Set task ▸ Could every line of the data be printed exactly as it reads?

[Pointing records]
========
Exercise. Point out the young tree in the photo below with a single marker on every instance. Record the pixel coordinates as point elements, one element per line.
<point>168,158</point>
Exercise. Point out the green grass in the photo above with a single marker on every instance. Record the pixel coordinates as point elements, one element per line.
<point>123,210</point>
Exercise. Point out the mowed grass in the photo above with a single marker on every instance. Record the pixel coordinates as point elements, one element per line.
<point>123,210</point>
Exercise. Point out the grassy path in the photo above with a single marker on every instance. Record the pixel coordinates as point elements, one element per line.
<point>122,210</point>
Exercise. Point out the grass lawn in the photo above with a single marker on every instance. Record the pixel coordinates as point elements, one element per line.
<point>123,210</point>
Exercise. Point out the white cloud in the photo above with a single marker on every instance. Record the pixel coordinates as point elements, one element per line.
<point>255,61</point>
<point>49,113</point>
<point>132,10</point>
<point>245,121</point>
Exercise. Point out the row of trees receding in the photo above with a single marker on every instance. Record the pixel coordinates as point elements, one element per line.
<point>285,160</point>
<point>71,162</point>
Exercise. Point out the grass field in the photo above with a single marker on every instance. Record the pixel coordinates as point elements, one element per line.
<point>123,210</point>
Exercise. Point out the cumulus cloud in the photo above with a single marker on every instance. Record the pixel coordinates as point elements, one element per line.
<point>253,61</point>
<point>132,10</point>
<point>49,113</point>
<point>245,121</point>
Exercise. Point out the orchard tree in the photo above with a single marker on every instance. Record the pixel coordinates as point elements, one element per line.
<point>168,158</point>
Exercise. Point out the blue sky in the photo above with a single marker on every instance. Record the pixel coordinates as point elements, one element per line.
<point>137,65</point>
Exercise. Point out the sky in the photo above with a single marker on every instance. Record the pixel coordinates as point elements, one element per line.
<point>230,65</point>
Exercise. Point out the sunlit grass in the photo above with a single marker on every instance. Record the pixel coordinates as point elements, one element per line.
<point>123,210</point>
========
Correct answer ▸
Exercise. Point out the young tree in the photo below with a single marker on every instance. Record the pixel coordinates as point elements, one element per line.
<point>168,158</point>
Exercise. Point out the green grass in the photo above with a single marker on every instance. Record the pixel coordinates as point elements, one element per line.
<point>123,210</point>
Exercise. Point out the mowed grass in the photo above with a single marker on every instance. Record the pixel coordinates as point elements, one element per line.
<point>123,210</point>
Exercise. Point out the grassy path in the photo above with a single marker on every instance. Record the pixel coordinates as point elements, one element per line.
<point>122,210</point>
Exercise. Point out the grass lawn in the photo above with a single marker on every instance. Record the pixel coordinates as point elements, one element per line.
<point>123,210</point>
Exercise. Point out the white cloud in the photo above with a single marker on every instance. Record the pixel coordinates as point elements, one element per line.
<point>255,61</point>
<point>49,113</point>
<point>132,10</point>
<point>245,121</point>
Exercise. Point out the row of trees receding in the photo above with a single marker on every instance. Record the pixel coordinates as point elements, one element per line.
<point>285,160</point>
<point>71,162</point>
Exercise. Point out the grass field in the photo above with a single marker on every instance. Record the pixel coordinates as point elements, one element per line.
<point>123,210</point>
Exercise. Point out the cumulus cloud in the photo above with a single marker on every instance. Record the pixel coordinates as point elements, one element per line.
<point>253,61</point>
<point>132,10</point>
<point>49,113</point>
<point>245,121</point>
Exercise. Point out the orchard tree in the photo above with a single marker on every instance. Record the pixel coordinates as point elements, one element per line.
<point>168,158</point>
Exercise. Point out the blue sky in the photo above with a single marker on every instance. Record the pixel coordinates as point elements, one element per line.
<point>137,65</point>
Exercise. Point out the sky in the photo above with a single marker on every instance. Record the pixel coordinates as point elements, one element per line.
<point>230,65</point>
Exercise. Point out the sunlit grass in the photo above with a single marker on every instance. Record the pixel coordinates as point elements, one element per line.
<point>123,210</point>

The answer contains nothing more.